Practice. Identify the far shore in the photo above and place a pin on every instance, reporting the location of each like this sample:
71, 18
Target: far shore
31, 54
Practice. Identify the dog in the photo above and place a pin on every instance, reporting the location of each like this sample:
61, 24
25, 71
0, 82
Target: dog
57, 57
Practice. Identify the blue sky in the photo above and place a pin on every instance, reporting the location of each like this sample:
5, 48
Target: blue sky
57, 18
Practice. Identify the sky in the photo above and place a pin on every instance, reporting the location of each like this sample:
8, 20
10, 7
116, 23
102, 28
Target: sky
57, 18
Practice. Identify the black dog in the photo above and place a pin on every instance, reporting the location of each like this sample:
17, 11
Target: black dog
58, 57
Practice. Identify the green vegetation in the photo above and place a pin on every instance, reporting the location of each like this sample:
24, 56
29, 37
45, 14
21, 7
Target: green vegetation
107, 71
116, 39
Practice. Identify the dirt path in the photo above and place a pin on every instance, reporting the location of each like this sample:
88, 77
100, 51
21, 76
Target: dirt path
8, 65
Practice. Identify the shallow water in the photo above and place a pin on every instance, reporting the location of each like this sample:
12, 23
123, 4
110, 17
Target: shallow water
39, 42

------

### WORK TO COMPLETE
Reproduce every line above, requests included, and shift each pin coordinate in the answers by adding -135 to both of its numbers. Leave the requests and their sample coordinates unchanged.

### THE COMPLETED TASK
Practice. Identify the far shore in the photo above and place a pin on every instance, reporting the location of each like this sample:
71, 18
Target: far shore
-104, -81
Practice. Identify the dog in the photo above and place a pin on every instance, reporting the location of each like this sample:
61, 24
25, 71
0, 82
Target: dog
-78, -78
Practice. Identify the blue sky in the photo above and place a pin on every instance, reporting the location of each like this sample:
5, 48
Target: blue sky
-78, -117
Practice. Identify the sky in the photo above and place a pin on every instance, reporting the location of each like this sample:
8, 20
10, 7
116, 23
102, 28
Target: sky
-78, -117
Practice. Identify the black dog in the photo above and place a pin on every instance, reporting the location of each like this sample:
17, 11
Target: black dog
-77, -78
Practice. Identify the green vegetation in the photo above and place a pin on every instance, reporting the location of each like this sample:
24, 56
29, 37
45, 14
21, 7
Target: green vegetation
-28, -64
-19, -96
Practice. Identify the dirt path in the photo above and place a pin on every instance, reporting the location of each like this sample:
88, 77
100, 51
21, 76
Target: dirt path
-127, -70
Practice. Identify the shallow water in the photo above and place a pin on every instance, reporting the location of each like this sample:
12, 23
123, 4
110, 17
Target: shallow water
-96, -93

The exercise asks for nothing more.